Extrait du texte:
========

Poser l’alternative entre gentrification d’un côté et déglingue et misère de l’autre, c’est une arnaque intellectuelle.

En Belgique, les salaires sont régulés par des conventions collectives, c’est-à-dire soumis à une forme de démocratie sociale entre patrons et travailleurs via les syndicats. Un patron ne peut pas fixer librement les salaires de ses travailleurs, il doit respecter la convention collective de son secteur. Par contre, un propriétaire-bailleur, lui, peut fixer tout seul le montant du loyer de l’appartement qu’il loue. Il n’y a pas, pour les loyers, ce niveau de régulation collective des prix. C’est le reflet d’un système où le droit de propriété lucrative des logements est quasi illimité, du moins sur les prix. Et cette absence de régulation collective, cette absence de démocratie sociale sur la question des loyers, se paie par des situations de mal-logement de plus en plus massives, avec toutes les conséquences que cela a derrière pour les personnes mal-logées (santé, fins de mois difficiles…).

Ben, en plus de la question du logement qui est fondamentale, il y a d’autres domaines au niveau desquels ces deux visions de villes s’opposent. Dans ta pratique ou celle de tes camarades à Borgerhout ou à la ville d’Anvers, quelles autres luttes vois-tu se dérouler ?

========

Données affichées:

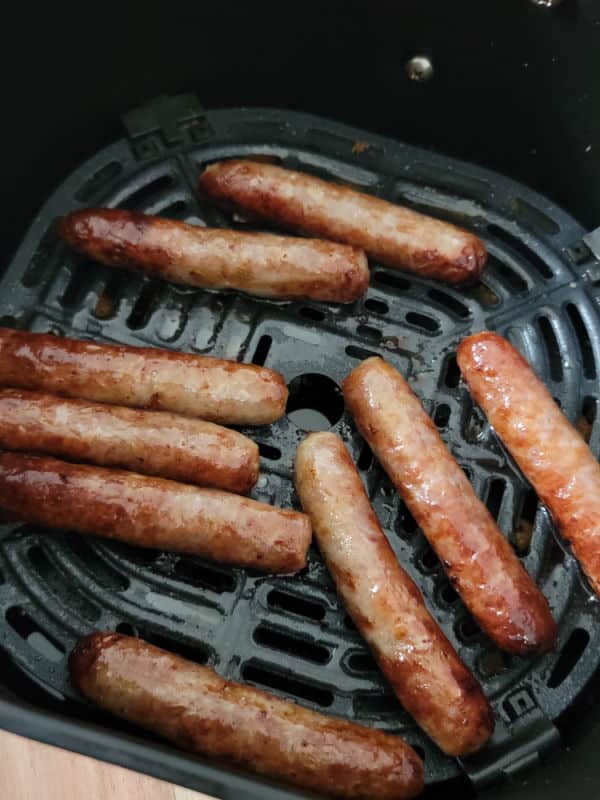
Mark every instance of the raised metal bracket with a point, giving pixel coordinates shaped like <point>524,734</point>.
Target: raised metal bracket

========

Tâches à réaliser:
(a) Recopiez fidèlement, dans l'extrait sur le logement, tout ce qui va de « Ben, en plus » jusqu'à « se dérouler ? ».
(b) D'après l'extrait sur le logement, par quoi les salaires sont-ils régulés en Belgique ?
Ces données proviennent d'une autre source que l'extrait.

Résultats des tâches:
(a)
Ben, en plus de la question du logement qui est fondamentale, il y a d’autres domaines au niveau desquels ces deux visions de villes s’opposent. Dans ta pratique ou celle de tes camarades à Borgerhout ou à la ville d’Anvers, quelles autres luttes vois-tu se dérouler ?

(b) Par des conventions collectives.